From 757c5182f2c42af528386c0419c60c111c678cab Mon Sep 17 00:00:00 2001
From: Andrew Gierth <rhodiumtoad@postgresql.org>
Date: Fri, 23 Nov 2018 23:56:39 +0000
Subject: [PATCH] Avoid crashes in contrib/intarray gist__int_ops (bug #15518)

1. Integer overflow in internal_size could result in memory corruption
in decompression since a zero-length array would be allocated and then
written to. This leads to crashes or corruption when traversing an
index which has been populated with sufficiently sparse values. Fix by
using int64 for computations and checking for overflow.

2. Integer overflow in g_int_compress could cause pessimal merge
choices, resulting in unnecessarily large ranges (which would in turn
trigger issue 1 above). Fix by using int64 again.

3. Even without overflow, array sizes could become large enough to
cause unexplained memory allocation errors. Fix by capping the sizes
to a safe limit and report actual errors pointing at gist__intbig_ops
as needed.

4. Large inputs to the compression function always consist of large
runs of consecutive integers, and the compression loop was processing
these one at a time in an O(N^2) manner with a lot of overhead. The
expected runtime of this function could easily exceed 6 months for a
single call as a result. Fix by performing a linear-time first pass,
which reduces the worst case to something on the order of seconds.

Backpatch all the way, since this has been wrong forever.

Per bug #15518 from report from irc user "dymk", analysis and patch by
me.

Discussion: https://postgr.es/m/15518-799e426c3b4f8358@postgresql.org
---
 contrib/intarray/_int_gist.c | 71 ++++++++++++++++++++++++++++++++----
 contrib/intarray/_int_tool.c | 14 +++++--
 2 files changed, 73 insertions(+), 12 deletions(-)

diff --git a/contrib/intarray/_int_gist.c b/contrib/intarray/_int_gist.c
index 911d18023b..fe10cb56b6 100644
--- a/contrib/intarray/_int_gist.c
+++ b/contrib/intarray/_int_gist.c
@@ -12,6 +12,17 @@
 
 #define GETENTRY(vec,pos) ((ArrayType *) DatumGetPointer((vec)->vector[(pos)].key))

(Raw records)
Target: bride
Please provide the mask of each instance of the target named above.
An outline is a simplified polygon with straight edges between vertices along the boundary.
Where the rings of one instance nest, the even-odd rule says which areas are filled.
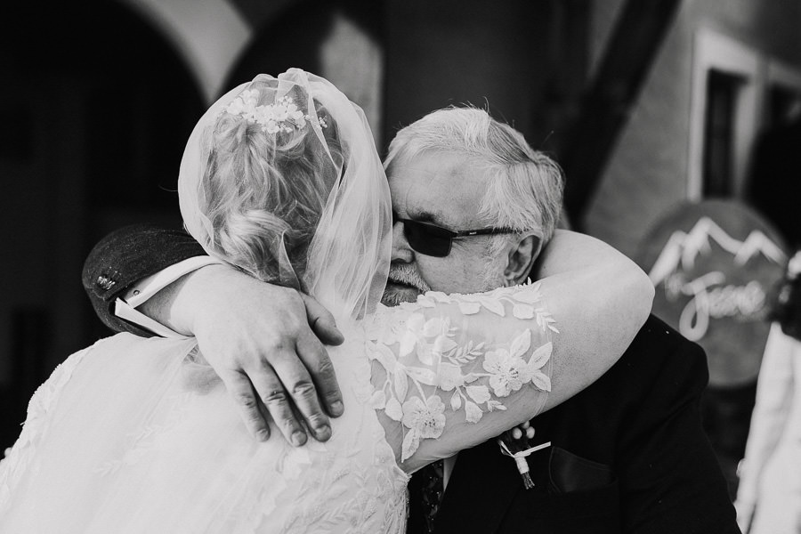
[[[118,334],[34,394],[0,463],[0,530],[404,532],[411,473],[580,391],[650,308],[648,287],[624,283],[642,279],[637,268],[603,254],[619,284],[553,277],[380,304],[392,215],[369,127],[298,69],[260,75],[208,109],[179,190],[210,255],[332,311],[348,409],[324,443],[259,442],[193,339]],[[594,324],[577,328],[570,314]]]

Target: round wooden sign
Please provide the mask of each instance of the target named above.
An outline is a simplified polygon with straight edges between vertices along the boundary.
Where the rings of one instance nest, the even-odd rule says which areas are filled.
[[[784,250],[773,228],[732,200],[684,203],[641,243],[636,260],[656,287],[653,313],[704,348],[710,385],[756,378]]]

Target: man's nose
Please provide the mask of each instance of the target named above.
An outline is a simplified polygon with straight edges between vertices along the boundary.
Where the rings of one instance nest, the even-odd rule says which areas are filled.
[[[415,253],[406,240],[403,233],[403,222],[398,221],[392,225],[392,261],[400,263],[411,263],[415,259]]]

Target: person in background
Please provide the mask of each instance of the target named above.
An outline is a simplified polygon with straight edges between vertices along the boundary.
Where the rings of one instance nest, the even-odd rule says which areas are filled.
[[[801,251],[788,263],[773,319],[740,465],[744,534],[801,532]]]

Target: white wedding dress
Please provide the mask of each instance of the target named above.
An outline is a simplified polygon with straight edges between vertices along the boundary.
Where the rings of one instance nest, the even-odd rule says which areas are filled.
[[[550,390],[536,284],[347,323],[329,348],[344,415],[299,448],[277,428],[252,438],[191,339],[73,354],[0,462],[0,531],[401,533],[409,473],[535,416]]]

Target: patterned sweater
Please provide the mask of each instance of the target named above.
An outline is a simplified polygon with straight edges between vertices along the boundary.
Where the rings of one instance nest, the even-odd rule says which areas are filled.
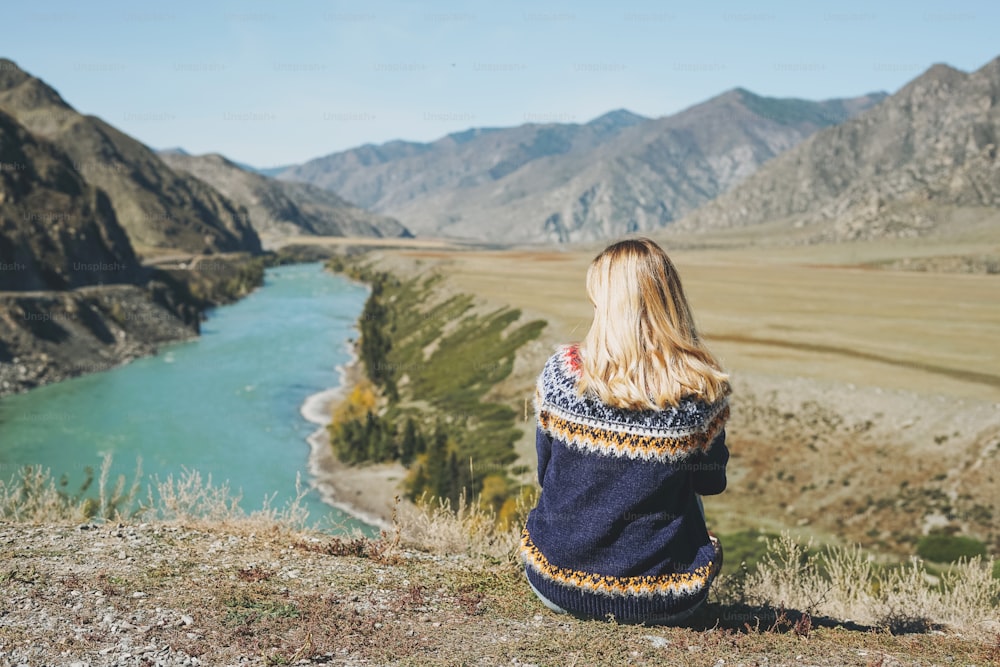
[[[542,493],[521,536],[532,585],[572,613],[653,620],[701,602],[721,566],[699,495],[726,488],[726,399],[624,410],[580,397],[579,346],[535,394]]]

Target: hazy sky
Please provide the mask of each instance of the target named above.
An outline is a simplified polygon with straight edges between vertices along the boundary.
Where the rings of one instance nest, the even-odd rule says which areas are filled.
[[[255,166],[469,127],[894,92],[1000,55],[1000,2],[17,3],[4,56],[154,148]]]

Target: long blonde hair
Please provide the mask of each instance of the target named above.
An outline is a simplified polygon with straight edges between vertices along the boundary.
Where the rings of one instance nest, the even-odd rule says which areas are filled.
[[[587,269],[587,294],[594,322],[580,346],[581,393],[628,409],[729,393],[729,376],[695,331],[677,269],[655,242],[605,248]]]

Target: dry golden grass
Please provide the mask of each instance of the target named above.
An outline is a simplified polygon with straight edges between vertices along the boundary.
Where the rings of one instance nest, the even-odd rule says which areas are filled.
[[[973,248],[984,250],[949,241],[930,248],[927,242],[744,246],[671,255],[699,326],[735,373],[1000,401],[996,276],[857,266]],[[544,316],[554,339],[573,340],[590,324],[583,279],[596,250],[384,254],[390,263],[398,255],[438,264],[456,287]]]

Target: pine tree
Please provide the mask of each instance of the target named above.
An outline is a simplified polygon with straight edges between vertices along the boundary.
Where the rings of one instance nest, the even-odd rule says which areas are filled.
[[[399,445],[399,460],[407,468],[413,463],[413,457],[419,453],[417,445],[417,425],[413,423],[412,417],[408,417],[406,427],[403,429],[403,441]]]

(Exercise instructions)
A – In the intarray patch message, what are the four numbered problems it fixes? Give each in a short phrase.
B – According to the intarray patch message, how long could the expected runtime of a single call to the compression function become before the fix?
C – Continue the intarray patch from the point where it stops.
Those lines are separate material, unrelated to the patch.

(Set of answers)
A –
1. Integer overflow in internal_size causing memory corruption during decompression
2. Integer overflow in g_int_compress causing pessimal merge choices
3. Array sizes growing large enough to cause unexplained memory allocation errors
4. The compression loop handling long runs of consecutive integers one at a time in an O(N^2) manner

B – It could easily exceed 6 months.

C –
 
+/*
+ * Control the maximum sparseness of compressed keys.
+ *
+ * The upper safe bound for this limit is half the maximum allocatable array
+ * size. A lower bound would give more guarantees that pathological data
+ * wouldn't eat excessive CPU and memory, but at the expense of breaking
+ * possibly working (after a fashion) indexes.
+ */
+#define MAXNUMELTS (Min((MaxAllocSize / sizeof(Datum)),((MaxAllocSize - ARR_OVERHEAD_NONULLS(1)) / sizeof(int)))/2)
+/* or: #define MAXNUMELTS 1000000 */
+
 /*
 ** GiST support methods
 */
@@ -141,11 +152,13 @@ g_int_compress(PG_FUNCTION_ARGS)
 	GISTENTRY  *entry = (GISTENTRY *) PG_GETARG_POINTER(0);
 	GISTENTRY  *retval;
 	ArrayType  *r;
-	int			len;
+	int			len,
+				lenr;
 	int		   *dr;
 	int			i,
-				min,
+				j,
 				cand;
+	int64		min;
 
 	if (entry->leafkey)
 	{
@@ -186,23 +199,62 @@ g_int_compress(PG_FUNCTION_ARGS)
 
 		dr = ARRPTR(r);
 
-		for (i = len - 1; i >= 0; i--)
-			dr[2 * i] = dr[2 * i + 1] = dr[i];
+		/*
+		 * "len" at this point is the number of ranges we will construct.
+		 * "lenr" is the number of ranges we must eventually remove by
+		 * merging, we must be careful to remove no more than this number.
+		 */
+		lenr = len - MAXNUMRANGE;
 
-		len *= 2;
+		/*
+		 * Initially assume we can merge consecutive ints into a range. but we
+		 * must count every value removed and stop when lenr runs out
+		 */
+		for (j = i = len - 1; i > 0 && lenr > 0; i--, j--)
+		{
+			int		r_end = dr[i];
+			int		r_start = r_end;
+			while (i > 0 && lenr > 0 && dr[i-1] == r_start - 1)
+				--r_start, --i, --lenr;
+			dr[2*j] = r_start;
+			dr[2*j+1] = r_end;
+		}
+		/* just copy the rest, if any, as trivial ranges */
+		for (; i >= 0; i--, j--)
+			dr[2*j] = dr[2*j + 1] = dr[i];
+
+		if (++j)
+		{
+			/*
+			 * shunt everything down to start at the right place
+			 */
+			memmove((void *) &dr[0], (void *) &dr[2*j], 2*(len - j) * sizeof(int32));
+		}
+		/*
+		 * make "len" be number of array elements, not ranges
+		 */
+		len = 2*(len - j);
 		cand = 1;
 		while (len > MAXNUMRANGE * 2)
 		{
-			min = INT_MAX;
+			min = PG_INT64_MAX;
 			for (i = 2; i < len; i += 2)
-				if (min > (dr[i] - dr[i - 1]))
+				if (min > ((int64)dr[i] - (int64)dr[i - 1]))
 				{
-					min = (dr[i] - dr[i - 1]);
+					min = ((int64)dr[i] - (int64)dr[i - 1]);
 					cand = i;
 				}
 			memmove((void *) &dr[cand - 1], (void *) &dr[cand + 1], (len - cand - 1) * sizeof(int32));
 			len -= 2;
 		}
+		/*
+		 * check sparseness of result
+		 */
+		lenr = internal_size(dr, len);
+		if (lenr < 0 || lenr > MAXNUMELTS)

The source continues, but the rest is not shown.